» **Assigned task**:
Each line of the data below containing "fudge" needs to be listed.

[Items from a data source]

- - -

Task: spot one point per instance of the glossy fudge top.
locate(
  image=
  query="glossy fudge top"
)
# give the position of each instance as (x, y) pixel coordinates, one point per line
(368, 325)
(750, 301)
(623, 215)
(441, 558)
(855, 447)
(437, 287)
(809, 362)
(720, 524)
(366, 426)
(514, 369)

- - -

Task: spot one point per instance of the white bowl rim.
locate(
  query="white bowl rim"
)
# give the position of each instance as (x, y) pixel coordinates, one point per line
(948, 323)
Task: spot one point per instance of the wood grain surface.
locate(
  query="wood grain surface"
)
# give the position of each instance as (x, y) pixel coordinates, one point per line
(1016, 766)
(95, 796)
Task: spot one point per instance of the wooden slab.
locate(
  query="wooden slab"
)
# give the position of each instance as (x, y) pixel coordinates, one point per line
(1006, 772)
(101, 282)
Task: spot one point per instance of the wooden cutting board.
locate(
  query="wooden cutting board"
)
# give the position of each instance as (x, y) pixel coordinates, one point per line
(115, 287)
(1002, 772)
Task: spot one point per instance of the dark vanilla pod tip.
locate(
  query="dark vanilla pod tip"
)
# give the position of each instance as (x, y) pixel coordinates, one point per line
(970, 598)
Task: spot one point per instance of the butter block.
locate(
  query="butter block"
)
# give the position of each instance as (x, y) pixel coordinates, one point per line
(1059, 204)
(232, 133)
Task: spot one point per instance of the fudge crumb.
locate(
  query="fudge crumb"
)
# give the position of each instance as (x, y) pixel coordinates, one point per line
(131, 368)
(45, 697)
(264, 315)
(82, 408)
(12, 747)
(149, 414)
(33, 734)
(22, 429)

- - -

» **Expected answer**:
Task: spot one point per instance of the glossy fudge top.
  query="glossy fudge top"
Task: spot one point per instance of the fudge crumb.
  query="fudge crumb"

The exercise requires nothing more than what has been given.